▼▼▼

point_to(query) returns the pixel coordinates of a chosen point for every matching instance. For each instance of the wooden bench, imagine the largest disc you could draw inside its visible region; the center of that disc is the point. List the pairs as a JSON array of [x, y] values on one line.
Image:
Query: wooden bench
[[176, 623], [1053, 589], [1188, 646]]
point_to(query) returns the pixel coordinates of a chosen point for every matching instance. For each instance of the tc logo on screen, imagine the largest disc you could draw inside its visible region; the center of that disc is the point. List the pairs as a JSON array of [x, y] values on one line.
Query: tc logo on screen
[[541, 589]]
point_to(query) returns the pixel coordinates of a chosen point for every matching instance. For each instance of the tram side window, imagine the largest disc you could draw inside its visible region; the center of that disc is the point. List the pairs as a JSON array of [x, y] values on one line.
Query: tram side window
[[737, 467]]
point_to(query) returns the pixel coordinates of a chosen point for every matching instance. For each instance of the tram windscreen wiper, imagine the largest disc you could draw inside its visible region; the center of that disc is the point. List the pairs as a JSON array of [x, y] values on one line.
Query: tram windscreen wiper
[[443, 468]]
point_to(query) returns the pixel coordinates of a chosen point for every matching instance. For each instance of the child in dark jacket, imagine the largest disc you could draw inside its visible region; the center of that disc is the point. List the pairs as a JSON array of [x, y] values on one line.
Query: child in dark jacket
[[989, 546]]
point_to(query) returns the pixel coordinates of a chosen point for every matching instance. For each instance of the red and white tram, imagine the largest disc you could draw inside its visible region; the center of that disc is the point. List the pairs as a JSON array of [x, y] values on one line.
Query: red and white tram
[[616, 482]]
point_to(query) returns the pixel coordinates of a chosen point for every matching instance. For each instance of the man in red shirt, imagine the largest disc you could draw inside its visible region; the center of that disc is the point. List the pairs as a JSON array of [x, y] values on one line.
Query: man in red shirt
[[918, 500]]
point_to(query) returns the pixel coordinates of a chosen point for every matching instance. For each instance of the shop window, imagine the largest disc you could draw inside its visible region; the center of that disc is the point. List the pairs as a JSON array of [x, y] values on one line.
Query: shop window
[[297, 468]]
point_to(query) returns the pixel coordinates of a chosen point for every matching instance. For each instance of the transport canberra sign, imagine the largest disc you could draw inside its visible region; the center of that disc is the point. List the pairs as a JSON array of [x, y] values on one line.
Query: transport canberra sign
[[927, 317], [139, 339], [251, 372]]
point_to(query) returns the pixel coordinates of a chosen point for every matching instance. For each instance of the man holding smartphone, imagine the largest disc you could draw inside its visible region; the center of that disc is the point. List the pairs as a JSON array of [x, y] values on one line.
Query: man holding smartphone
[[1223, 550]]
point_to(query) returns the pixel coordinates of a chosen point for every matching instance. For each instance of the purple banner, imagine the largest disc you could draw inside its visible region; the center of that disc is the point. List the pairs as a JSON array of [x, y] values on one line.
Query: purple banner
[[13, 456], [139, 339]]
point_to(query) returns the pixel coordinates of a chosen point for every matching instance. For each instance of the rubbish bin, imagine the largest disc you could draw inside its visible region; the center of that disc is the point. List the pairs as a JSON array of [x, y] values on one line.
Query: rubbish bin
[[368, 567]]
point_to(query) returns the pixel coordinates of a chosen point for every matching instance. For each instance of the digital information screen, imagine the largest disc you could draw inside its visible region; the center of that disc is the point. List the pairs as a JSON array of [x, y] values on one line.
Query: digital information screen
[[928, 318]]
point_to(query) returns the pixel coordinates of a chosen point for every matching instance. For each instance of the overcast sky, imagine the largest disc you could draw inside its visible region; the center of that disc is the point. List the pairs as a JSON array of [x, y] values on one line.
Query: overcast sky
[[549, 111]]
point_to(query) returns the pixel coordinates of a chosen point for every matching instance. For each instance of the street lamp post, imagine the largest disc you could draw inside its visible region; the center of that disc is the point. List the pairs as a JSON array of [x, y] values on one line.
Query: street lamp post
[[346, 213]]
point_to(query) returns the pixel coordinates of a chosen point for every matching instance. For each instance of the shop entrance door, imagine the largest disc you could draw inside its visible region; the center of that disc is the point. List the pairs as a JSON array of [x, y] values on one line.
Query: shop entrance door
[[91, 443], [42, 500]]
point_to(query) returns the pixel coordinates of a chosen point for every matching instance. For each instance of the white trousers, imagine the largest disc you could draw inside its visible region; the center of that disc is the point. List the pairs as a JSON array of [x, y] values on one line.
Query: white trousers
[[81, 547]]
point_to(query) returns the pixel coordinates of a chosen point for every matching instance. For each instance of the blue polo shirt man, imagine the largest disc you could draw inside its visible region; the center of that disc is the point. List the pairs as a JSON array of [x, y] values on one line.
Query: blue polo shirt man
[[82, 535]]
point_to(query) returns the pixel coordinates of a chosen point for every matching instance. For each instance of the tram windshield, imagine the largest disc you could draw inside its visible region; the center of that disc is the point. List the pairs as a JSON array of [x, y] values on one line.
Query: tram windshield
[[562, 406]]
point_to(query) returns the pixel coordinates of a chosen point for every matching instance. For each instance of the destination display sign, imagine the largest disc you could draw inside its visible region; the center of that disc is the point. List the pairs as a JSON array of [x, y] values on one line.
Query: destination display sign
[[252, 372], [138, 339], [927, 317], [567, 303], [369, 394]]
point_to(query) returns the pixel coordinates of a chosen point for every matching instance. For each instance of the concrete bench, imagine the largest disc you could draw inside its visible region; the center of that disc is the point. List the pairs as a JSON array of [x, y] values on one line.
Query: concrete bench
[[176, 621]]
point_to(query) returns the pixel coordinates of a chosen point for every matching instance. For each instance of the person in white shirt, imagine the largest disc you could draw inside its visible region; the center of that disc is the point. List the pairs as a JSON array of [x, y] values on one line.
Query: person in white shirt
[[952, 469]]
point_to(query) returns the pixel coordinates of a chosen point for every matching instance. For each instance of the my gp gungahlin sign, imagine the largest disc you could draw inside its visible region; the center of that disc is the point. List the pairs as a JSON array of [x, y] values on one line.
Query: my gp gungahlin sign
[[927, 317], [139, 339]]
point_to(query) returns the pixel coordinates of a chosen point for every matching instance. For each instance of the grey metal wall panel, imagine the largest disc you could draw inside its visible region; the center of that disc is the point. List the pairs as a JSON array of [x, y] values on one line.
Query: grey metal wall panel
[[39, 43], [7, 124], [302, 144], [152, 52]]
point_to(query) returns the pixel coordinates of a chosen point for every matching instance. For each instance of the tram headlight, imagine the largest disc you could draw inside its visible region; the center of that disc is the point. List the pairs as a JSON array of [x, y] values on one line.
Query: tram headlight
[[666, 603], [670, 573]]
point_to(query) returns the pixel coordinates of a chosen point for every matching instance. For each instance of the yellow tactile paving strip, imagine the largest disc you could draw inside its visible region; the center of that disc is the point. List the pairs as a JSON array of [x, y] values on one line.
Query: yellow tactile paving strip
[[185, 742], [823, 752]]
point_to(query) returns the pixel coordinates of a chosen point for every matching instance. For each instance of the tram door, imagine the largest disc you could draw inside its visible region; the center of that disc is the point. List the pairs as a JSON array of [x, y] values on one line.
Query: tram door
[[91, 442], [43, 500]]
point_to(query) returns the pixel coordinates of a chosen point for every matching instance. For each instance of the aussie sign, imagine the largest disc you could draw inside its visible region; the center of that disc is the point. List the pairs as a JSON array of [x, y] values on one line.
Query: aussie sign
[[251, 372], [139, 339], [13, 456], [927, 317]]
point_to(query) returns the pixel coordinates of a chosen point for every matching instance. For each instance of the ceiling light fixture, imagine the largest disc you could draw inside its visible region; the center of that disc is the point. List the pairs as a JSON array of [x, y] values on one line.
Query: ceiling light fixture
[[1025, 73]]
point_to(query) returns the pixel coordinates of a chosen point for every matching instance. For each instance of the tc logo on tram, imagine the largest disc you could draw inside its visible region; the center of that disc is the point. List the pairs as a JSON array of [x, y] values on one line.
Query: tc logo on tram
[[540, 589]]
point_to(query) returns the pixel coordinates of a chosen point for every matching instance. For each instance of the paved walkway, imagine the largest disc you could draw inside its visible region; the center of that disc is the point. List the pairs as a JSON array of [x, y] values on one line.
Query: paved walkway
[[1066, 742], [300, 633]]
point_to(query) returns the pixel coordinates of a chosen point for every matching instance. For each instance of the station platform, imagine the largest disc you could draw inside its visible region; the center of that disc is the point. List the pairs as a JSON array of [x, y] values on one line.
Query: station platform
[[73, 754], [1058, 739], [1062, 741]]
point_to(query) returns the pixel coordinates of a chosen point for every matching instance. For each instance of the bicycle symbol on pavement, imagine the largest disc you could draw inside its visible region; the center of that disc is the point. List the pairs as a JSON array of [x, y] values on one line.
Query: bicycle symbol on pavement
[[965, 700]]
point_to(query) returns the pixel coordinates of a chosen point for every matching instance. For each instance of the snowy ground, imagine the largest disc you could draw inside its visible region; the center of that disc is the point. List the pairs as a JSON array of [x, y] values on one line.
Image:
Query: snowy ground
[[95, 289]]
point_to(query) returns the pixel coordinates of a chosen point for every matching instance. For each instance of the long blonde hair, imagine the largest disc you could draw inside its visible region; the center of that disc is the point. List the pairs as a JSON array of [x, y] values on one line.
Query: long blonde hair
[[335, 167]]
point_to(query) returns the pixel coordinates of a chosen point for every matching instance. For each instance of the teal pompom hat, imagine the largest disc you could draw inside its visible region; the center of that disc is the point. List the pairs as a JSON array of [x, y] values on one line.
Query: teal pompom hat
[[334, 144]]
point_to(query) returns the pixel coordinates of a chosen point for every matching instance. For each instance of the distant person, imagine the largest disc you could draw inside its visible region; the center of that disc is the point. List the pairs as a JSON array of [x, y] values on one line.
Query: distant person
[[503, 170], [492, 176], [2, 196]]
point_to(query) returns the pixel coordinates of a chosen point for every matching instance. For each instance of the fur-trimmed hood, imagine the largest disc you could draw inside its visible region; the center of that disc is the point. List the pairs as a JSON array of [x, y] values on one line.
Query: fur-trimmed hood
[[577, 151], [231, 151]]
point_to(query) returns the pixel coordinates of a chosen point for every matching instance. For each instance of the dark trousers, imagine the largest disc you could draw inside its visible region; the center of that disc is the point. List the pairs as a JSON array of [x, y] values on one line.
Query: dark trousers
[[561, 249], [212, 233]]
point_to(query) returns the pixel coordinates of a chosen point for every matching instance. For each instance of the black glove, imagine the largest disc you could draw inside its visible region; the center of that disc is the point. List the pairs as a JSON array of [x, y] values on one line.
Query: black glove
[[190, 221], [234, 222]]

▲▲▲

WHAT IS BEING ASKED — From the line holding "of the black" to the last line of the material above, reproduce every line exactly, and only those.

EXERCISE ANSWER —
point_to(query) returns the pixel coordinates of a chosen point for every matching instance. For each instance of the black glove, imagine the largest disc you could draw inside its visible region; the center of that disc is the point. List the pairs as a JSON array of [x, y] values on one line.
Query: black glove
[[190, 221], [234, 222]]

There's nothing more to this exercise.